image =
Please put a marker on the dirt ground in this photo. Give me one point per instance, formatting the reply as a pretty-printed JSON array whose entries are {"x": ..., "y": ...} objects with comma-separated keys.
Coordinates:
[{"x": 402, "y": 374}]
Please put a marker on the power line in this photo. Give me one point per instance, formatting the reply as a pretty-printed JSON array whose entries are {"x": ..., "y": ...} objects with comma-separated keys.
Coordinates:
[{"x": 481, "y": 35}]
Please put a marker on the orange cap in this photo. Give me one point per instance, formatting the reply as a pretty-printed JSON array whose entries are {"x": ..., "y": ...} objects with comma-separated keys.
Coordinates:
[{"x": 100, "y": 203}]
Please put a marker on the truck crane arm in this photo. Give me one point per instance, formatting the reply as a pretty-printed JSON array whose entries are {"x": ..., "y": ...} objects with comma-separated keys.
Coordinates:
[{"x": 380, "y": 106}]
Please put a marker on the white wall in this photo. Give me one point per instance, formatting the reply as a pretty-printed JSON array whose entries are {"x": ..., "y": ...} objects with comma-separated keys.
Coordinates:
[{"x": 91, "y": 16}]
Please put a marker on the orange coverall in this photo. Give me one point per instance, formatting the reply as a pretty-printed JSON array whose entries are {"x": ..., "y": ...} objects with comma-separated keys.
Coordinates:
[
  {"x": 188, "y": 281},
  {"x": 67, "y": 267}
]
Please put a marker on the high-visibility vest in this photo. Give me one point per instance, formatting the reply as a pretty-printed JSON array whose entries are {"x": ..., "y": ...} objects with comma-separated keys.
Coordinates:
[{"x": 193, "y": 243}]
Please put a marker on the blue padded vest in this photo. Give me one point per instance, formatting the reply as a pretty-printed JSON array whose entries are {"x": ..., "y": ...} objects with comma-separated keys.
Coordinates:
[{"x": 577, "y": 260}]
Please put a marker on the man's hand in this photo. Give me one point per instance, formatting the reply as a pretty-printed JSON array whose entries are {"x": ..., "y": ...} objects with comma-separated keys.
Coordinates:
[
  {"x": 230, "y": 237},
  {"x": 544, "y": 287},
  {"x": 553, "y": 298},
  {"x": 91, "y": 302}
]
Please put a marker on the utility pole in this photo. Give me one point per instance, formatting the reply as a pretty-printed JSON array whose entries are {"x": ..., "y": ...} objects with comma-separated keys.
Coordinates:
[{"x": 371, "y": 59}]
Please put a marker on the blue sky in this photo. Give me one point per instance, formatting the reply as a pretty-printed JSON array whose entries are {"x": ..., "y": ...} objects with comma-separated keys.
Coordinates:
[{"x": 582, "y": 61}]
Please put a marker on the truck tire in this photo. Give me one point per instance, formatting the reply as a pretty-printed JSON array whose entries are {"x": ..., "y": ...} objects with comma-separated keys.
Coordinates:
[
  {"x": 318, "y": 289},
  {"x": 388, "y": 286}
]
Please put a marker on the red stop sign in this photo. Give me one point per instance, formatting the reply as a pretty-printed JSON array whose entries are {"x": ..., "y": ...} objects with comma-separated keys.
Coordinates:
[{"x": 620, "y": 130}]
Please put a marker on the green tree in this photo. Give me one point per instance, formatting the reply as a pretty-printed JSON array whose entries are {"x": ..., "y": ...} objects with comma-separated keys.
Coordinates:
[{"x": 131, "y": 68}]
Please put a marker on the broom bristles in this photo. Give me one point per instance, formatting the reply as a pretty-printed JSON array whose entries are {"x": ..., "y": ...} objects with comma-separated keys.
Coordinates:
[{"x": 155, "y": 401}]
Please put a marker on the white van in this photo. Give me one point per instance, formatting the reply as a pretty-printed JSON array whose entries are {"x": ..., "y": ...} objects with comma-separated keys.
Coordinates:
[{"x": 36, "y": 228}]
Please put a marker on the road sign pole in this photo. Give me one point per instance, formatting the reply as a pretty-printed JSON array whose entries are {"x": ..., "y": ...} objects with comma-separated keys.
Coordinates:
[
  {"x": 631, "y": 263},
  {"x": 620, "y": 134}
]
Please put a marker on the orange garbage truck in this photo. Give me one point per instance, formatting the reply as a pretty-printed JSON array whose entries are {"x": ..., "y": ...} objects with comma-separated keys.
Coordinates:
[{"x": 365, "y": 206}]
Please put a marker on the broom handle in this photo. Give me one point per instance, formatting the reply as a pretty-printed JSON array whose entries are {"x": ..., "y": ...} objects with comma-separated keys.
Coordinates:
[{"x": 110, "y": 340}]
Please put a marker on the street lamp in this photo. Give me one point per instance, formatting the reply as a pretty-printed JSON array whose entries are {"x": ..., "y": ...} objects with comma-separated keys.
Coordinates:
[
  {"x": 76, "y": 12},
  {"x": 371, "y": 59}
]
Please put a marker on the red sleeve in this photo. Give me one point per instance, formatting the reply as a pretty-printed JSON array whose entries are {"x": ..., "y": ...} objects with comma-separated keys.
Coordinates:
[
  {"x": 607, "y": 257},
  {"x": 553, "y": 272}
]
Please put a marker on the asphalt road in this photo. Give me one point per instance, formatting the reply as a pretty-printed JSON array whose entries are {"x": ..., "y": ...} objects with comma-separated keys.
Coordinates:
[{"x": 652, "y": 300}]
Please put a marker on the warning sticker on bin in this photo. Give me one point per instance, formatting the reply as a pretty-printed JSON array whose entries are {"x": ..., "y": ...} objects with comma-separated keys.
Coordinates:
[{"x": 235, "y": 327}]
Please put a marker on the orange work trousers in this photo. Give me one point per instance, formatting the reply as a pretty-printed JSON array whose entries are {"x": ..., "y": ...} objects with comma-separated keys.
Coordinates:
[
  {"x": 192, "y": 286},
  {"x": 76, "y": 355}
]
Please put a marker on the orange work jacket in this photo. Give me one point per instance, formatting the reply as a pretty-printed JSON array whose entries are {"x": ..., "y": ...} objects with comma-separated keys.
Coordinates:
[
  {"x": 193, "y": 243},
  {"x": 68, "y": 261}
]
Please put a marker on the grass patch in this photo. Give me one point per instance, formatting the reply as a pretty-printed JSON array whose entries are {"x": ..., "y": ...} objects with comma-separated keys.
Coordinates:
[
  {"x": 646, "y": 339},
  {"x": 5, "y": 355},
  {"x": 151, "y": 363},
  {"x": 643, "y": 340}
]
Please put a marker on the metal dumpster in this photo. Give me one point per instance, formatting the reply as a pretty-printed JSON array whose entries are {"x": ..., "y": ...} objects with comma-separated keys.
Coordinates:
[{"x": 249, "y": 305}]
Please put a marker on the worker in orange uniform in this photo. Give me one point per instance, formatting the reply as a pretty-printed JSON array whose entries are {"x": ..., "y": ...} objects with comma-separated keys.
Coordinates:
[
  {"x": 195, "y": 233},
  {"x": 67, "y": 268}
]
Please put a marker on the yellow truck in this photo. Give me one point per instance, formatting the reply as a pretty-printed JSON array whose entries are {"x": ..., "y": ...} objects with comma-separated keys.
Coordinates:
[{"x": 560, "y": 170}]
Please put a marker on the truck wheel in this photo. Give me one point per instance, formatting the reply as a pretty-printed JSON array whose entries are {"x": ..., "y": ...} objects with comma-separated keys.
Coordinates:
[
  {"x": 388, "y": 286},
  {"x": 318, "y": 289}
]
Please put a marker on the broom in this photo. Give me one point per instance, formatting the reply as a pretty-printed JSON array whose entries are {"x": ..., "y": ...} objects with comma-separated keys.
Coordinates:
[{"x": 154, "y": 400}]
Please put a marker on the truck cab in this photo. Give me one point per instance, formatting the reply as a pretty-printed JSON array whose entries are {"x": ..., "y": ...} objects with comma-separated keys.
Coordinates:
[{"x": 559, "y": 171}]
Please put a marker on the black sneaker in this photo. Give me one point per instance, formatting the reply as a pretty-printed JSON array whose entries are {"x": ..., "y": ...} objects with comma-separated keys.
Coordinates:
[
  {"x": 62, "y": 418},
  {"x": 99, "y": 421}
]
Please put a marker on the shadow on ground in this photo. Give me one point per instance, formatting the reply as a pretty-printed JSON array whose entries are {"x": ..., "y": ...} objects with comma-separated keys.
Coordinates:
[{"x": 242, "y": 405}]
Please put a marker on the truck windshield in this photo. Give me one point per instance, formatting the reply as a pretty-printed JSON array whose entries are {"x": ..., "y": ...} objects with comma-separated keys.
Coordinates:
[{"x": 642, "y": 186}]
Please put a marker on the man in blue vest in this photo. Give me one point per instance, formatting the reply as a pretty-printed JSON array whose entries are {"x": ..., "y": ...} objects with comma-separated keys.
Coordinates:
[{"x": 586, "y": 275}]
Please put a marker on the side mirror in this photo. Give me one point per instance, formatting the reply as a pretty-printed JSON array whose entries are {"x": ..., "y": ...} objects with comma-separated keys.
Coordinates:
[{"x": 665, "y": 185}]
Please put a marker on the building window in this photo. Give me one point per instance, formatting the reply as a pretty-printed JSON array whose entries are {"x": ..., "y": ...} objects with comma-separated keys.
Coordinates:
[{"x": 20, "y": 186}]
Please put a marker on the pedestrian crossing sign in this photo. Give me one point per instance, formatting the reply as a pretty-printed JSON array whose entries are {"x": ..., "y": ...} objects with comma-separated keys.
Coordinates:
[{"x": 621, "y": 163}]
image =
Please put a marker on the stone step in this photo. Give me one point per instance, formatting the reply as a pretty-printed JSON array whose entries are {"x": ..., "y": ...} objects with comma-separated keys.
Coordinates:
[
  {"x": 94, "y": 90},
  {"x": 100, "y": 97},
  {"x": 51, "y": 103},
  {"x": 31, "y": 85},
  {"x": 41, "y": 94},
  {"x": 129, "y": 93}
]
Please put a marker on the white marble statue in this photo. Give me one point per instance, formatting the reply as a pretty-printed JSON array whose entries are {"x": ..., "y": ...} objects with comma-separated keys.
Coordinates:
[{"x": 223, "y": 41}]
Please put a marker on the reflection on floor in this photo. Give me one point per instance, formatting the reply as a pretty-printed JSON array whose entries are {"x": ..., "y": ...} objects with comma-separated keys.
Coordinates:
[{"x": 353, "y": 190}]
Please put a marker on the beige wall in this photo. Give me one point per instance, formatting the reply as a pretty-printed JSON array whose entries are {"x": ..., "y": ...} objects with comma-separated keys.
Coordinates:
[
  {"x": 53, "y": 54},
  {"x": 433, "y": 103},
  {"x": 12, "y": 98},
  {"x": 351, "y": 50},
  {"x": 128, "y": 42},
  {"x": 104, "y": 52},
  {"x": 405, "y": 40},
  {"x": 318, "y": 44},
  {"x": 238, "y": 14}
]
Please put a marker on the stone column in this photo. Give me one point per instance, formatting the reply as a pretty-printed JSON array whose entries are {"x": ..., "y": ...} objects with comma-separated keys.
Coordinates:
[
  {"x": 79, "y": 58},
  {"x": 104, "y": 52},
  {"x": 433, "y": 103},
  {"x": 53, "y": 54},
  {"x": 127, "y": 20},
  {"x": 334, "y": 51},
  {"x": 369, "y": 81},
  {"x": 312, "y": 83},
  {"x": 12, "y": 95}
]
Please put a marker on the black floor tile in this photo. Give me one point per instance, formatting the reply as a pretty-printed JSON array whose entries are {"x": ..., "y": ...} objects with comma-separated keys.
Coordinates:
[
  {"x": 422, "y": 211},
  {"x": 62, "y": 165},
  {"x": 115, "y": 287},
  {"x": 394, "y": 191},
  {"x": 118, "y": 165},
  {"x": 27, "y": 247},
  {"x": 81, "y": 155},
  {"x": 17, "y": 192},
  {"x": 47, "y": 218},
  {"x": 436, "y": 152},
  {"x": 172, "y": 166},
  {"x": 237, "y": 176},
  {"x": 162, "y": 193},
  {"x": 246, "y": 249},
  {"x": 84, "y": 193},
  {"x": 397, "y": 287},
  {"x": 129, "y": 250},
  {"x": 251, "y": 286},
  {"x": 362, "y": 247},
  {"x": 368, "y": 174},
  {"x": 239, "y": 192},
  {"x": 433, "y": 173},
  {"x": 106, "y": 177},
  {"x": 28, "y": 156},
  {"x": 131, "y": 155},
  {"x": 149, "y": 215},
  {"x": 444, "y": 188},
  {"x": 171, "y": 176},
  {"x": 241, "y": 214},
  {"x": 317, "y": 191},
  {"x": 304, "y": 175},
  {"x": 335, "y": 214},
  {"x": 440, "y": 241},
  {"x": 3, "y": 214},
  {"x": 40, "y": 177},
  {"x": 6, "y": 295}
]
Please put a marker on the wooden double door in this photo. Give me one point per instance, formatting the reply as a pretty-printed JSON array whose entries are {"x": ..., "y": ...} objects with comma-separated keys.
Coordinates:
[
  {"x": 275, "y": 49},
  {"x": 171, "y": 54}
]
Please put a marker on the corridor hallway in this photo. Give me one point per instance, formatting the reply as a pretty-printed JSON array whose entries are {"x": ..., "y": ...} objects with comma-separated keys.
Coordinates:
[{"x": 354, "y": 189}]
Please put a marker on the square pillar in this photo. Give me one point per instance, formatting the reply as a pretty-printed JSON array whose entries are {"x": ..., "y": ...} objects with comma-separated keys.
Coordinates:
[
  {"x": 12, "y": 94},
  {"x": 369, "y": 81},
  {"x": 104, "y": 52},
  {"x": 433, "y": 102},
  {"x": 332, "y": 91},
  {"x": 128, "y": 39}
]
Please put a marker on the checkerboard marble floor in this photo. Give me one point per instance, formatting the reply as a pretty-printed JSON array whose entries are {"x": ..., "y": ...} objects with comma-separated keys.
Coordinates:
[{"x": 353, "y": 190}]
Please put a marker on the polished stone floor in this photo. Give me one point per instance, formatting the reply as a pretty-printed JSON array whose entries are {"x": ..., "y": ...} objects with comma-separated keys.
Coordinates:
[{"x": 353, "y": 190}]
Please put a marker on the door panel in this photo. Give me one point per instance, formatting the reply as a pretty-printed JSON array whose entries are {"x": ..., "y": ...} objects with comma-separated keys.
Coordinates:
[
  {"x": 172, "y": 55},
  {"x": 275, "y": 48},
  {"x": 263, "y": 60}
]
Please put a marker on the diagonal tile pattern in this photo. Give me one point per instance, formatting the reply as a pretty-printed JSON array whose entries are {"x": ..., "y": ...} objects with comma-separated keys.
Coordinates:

________

# What you have to do:
Return every line from the entries above that contains the word "broom".

# Exercise output:
Please put a marker on the broom bristles in this photo. Give me one point per instance, formatting the reply as a pretty-printed JSON array whose entries are {"x": ..., "y": ...} objects with comma-separated keys.
Please put a marker on the broom handle in this photo. Give me one point per instance, formatting the reply as a pretty-printed JSON array whose entries are {"x": ..., "y": ...} objects with comma-separated keys.
Please put a marker on the broom in this photo. Give me one point per instance, formatting the reply as a pretty-printed JSON array whose entries are {"x": ..., "y": ...} objects with comma-separated keys.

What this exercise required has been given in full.